Task to complete - Filter the records below, copying every line that contains the word "trunk".
begin
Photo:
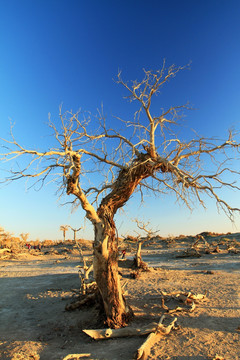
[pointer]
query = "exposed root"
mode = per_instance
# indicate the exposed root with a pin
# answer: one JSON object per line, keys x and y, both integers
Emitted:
{"x": 89, "y": 299}
{"x": 161, "y": 330}
{"x": 188, "y": 299}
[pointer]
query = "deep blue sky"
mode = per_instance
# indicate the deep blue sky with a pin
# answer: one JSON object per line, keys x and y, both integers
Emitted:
{"x": 69, "y": 52}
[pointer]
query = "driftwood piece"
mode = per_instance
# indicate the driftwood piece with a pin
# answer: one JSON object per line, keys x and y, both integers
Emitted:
{"x": 161, "y": 330}
{"x": 75, "y": 356}
{"x": 88, "y": 299}
{"x": 4, "y": 250}
{"x": 189, "y": 299}
{"x": 103, "y": 334}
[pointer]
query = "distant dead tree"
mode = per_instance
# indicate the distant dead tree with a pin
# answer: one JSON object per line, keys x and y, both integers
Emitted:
{"x": 75, "y": 232}
{"x": 142, "y": 153}
{"x": 64, "y": 229}
{"x": 24, "y": 236}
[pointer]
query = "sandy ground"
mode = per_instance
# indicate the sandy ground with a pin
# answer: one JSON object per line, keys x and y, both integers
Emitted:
{"x": 36, "y": 288}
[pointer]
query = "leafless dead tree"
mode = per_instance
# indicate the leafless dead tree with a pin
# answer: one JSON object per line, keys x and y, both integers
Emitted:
{"x": 64, "y": 229}
{"x": 75, "y": 232}
{"x": 149, "y": 234}
{"x": 149, "y": 155}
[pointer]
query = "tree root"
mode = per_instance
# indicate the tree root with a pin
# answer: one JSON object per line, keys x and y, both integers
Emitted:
{"x": 87, "y": 300}
{"x": 161, "y": 330}
{"x": 189, "y": 299}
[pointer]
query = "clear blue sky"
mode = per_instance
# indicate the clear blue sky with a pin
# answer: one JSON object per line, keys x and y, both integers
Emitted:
{"x": 68, "y": 52}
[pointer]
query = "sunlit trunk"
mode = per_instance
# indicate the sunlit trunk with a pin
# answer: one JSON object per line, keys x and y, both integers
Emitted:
{"x": 107, "y": 278}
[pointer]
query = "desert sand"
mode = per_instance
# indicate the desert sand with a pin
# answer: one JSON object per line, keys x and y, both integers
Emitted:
{"x": 36, "y": 286}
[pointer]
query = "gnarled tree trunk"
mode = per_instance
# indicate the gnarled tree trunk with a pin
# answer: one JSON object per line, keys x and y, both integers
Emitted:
{"x": 105, "y": 262}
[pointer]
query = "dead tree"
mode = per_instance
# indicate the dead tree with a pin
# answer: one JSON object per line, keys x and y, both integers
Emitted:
{"x": 75, "y": 232}
{"x": 64, "y": 229}
{"x": 149, "y": 234}
{"x": 152, "y": 157}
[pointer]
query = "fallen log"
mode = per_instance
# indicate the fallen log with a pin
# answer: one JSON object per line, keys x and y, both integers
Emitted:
{"x": 161, "y": 330}
{"x": 4, "y": 249}
{"x": 101, "y": 334}
{"x": 89, "y": 299}
{"x": 75, "y": 356}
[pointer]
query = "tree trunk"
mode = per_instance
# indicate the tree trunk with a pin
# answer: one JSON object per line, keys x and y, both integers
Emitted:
{"x": 138, "y": 258}
{"x": 105, "y": 263}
end
Answer for the task -
query = "sunlit trunk"
# indicate the sunlit trunk with a pin
query = "gnarled tree trunk"
# indicate the gnarled tree trunk with a pin
query = "tree trunk"
# indicate the tree trunk with a pin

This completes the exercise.